### Extract to read
---*---

No mention of _tttmnbso*_, but they did mention the noise reduction of the DIGIC 6. Given the performance of the 7D II, which did not really gain much on the RN front (half an electron relative to the 70D), I suspect there will be less banding and lower dark current, but I don't expect the read noise to change much from the 6D. 


With a lower frame rate, the ADC units could operate at a lower frequency. That could help reduce read noise...but I don't know in absolute certainty that the ADC units (I guess 12 of them in the 5Ds series?) are where the bulk of the RN comes from. I assume so, but it remains to be seen if a lower frame rate helps much on that front or not. 


At the very least, we should have lower dark current, which should improve high ISO performance. Not sure it will do much for low ISO performance, especially in the sub-second exposure time range. Less pattern noise as well, which would be good. But _tttmnbso*_, I still don't hope for much. I'm waiting for tests.


----------



## Arkarch (Feb 5, 2015)

*Re: Canon EOS 5DS & EOS 5DS R Press Release*



PhotographyFirst said:


> Arkarch said:
> 
> 
> > paulrossjones said:
> ...



For composition, knowing where the yellow, orange, and green aspens are is helpful. Yes, that is a narrow example, but what I am saying is - the A7R EVF is not an accurate representation of the scene.

As for ND Grad filters, I can see the change in exposure through the 5D3 viewfinder. I can not discriminate as well with 5D3 Live View (especially a soft 0.3) - I always go back to the viewfinder for that final lineup.

Beyond that, your own personal experience and those of others may help evaluate your usability of the EVF. And I do put in the caveat that I see better long, so that may be part of my own experience.

(yes, I shoot RAW. I also have 10-bit/channel calibrated workflow; and do extensive color harmony - but it all starts at the source, and color does impact composition)


----------



## paulrossjones (Feb 5, 2015)

*Re: Canon EOS 5DS & EOS 5DS R Press Release*



PhotographyFirst said:


> Arkarch said:
> 
> 
> > paulrossjones said:
> ...



Unusable is completely accurate when you are shooting a advertisement and the person is very small in frame and you are trying to catch certain expressions. I guess you can look over the camera with your eyes, but that defeats the use of the EVF. I tried really hard to shoot a girl running through the woods for an advertisement and I just couldn't see what I was doing with the A7R, it was like looking at a old VHS video , delayed and smudged.

Of cause RAW is used! The colour is off with nikons, it can be fixed, but it is more work. Theres a weird green tone in the skin tones that tricky to fix. The canon skin tone are far better straight out of camera. All my retouchers have said this as well. 

My post is based on shooting the sony A7R, the d800, the 810 and the canon 5dmk3 all together and alternating for a few months. I did own all of these cameras for a time (although i have sold the nikons now). 

I do believe EVF's are the future, but they really aren't there yet! This is probably why arri has released a optical viewfinder alexa- i have heard all the complaints about EVF's from many DP's I have worked beside. 

paul


----------



## RLPhoto (Feb 5, 2015)

---*---

### Dataset section
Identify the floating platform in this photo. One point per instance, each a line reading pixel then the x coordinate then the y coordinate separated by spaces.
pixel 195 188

---*---

### Tasks to carry out
A - In the forum thread, what does Arkarch always go back to for the final lineup of ND grad filters?
B - Quote the part of the forum thread starting with "I do believe" and going on through "RLPhoto (Feb 5, 2015)".

### Per-task outputs
A - The viewfinder.

B -
I do believe EVF's are the future, but they really aren't there yet! This is probably why arri has released a optical viewfinder alexa- i have heard all the complaints about EVF's from many DP's I have worked beside. 

paul


----------



## RLPhoto (Feb 5, 2015)